─── Texto para leer ───

El descrédito de los impuestos suele tener en cualquier país una relación directa y proporcional con la falta de moral en la sociedad, y crece exponencialmente con la corrupción política. Si la abogada del Estado en representación de la Hacienda Pública, Dolores Ripoll, por soltar la estulticia de que «el lema Hacienda somos todos es sólo publicidad», hubiera sido acusada por la Fiscalía del Estado por incitación a la evasión, casi apología al fraude fiscal, el retroceso causado en la ya de por sí insuficiente moral de este pícaro país no se habría producido.

Cuando se observa que los partidos políticos prometen más y más servicios, a la vez que se obstinan en rebajar impuestos; que los ciudadanos manifiestan intenciones de voto a favor de quienes desprecian la exigencia de los tributos, incluso abanderan la supresión de la fiscalidad progresiva, como si de un monstruo de varias cabezas se tratara, sin tener en cuenta el elevado déficit, la gigantesca deuda pública y la enorme brecha de la desigualdad social que nos atenaza, sentimos la necesidad de pellizcarnos para comprobar la plenitud sensorial y no estar viviendo un mal sueño.

Resulta difícil encontrar quienes defiendan la dignidad de los impuestos, quienes reconozcan su noble función en favor de los más desfavorecidos, su primordial papel para la sostenibilidad económica. Los impuestos, mal que nos pese, son imprescindibles para garantizar los servicios básicos como la salud, la educación y la seguridad a todos los ciudadanos; para facilitar bienes a los más necesitados; para mejorar la pésima e injusta distribución de las rentas y riquezas que produce el libre mercado.

Es verdad que a la conversión en dogma de fe del menosprecio fiscal ha contribuido, como decía, la corrupción y malversación de todos los gobiernos, pero aun siendo así, los ciudadanos muestran sentimientos contradictorios, y mientras reclaman a las administraciones públicas que les procuren mayor bienestar, sostienen que los impuestos son perversos y demasiado altos. Casi todos, por acción u omisión, dan pábulo, en la medida que pueden, a la picaresca fiscal y no hacen ascos a la elusión fiscal.

─── Fragmentos del material ───

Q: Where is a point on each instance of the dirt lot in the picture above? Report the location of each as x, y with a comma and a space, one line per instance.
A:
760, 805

───
─── Fragmentos del material ───

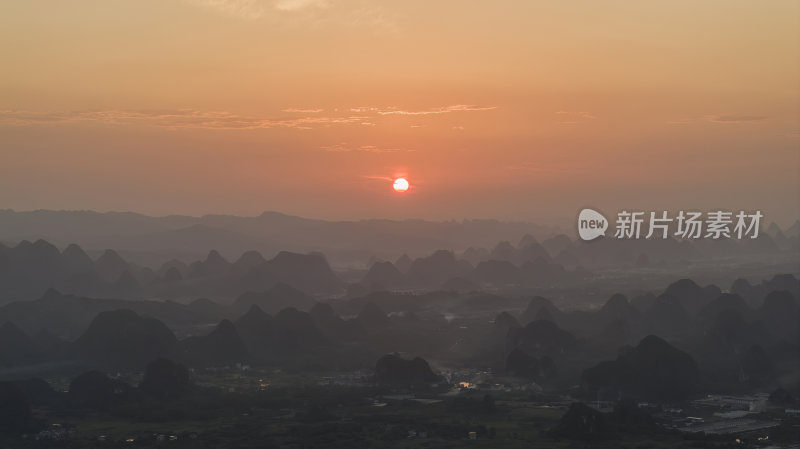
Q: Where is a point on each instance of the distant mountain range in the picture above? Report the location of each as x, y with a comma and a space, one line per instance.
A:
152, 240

───

Qué harás —
(1) Responde, según el texto sobre los impuestos, a estas preguntas:
(a) ¿Cómo se llama la abogada del Estado que representaba a la Hacienda Pública?
(b) ¿Qué frase suya se cita sobre el lema «Hacienda somos todos»?
(c) ¿Qué servicios básicos garantizan los impuestos, según el texto?
(2) Prosigue el texto sobre los impuestos a partir de su última oración.

Respuestas del ejercicio —
(1)
(a) Dolores Ripoll.
(b) «el lema Hacienda somos todos es sólo publicidad».
(c) La salud, la educación y la seguridad.

(2)
No se vitupera ni denuncia el fraude y se considera plausible suprimir impuestos, aun cuando se trate de tributos que recaigan sobre los más pudientes, que paradójicamente son los que proporcionalmente menos pagan. Nadie siente el orgullo de ser contribuyente, de colaborar sin escrúpulos a la consecución de fines tan necesarios como la satisfacción de las necesidades públicas recogidas en los Presupuestos.

Pero, ¿cómo una sociedad justa y solidaria puede cumplir con los programas de inversión y de gasto si niega a las administraciones el derecho a detraer de los que tienen capacidad económica, los recursos necesarios? ¿Cómo es posible sostener que se pagan muchos impuestos siendo nuestra presión fiscal inferior a la media europea? La respuesta es simple: en España la fiscalidad es injusta y desigual, y mientras es alta la que recae sobre aquellos cuyas rentas y bienes son transparentes, es decir sobre los que el sector público controla y de los que nada ignora, la que soportan los muchos que esquivan la acción fiscal, ocultando parte o todas sus rentas y bienes al fisco, es muy reducida. De modo que si conservando la misma presión fiscal, el fraude, la economía sumergida y las actuaciones elusivas desaparecieran, con la mayor recaudación conseguida se equilibrarían los ingresos y los gastos públicos, se rebajaría la enorme deuda pública y hasta se podría reducir la actual fiscalidad sobre el trabajo.

Avances en la detección inspectora

La indeseable amalgama defraudadora en España muestra una enorme versatilidad y los implicados, en su intento por evadir el cerco de la Agencia Tributaria, inventan cada día mil fórmulas, procedimientos, técnicas y añagazas para escapar de la acción de la justicia. En esta semana, la Agencia Tributaria ha hecho balance de sus actuaciones en la lucha contra el fraude, tras haber logrado recaudar en 2015 la cifra récord de 15.600 millones de euros, a la vez que ha presentado el Plan de Control Tributario de 2016.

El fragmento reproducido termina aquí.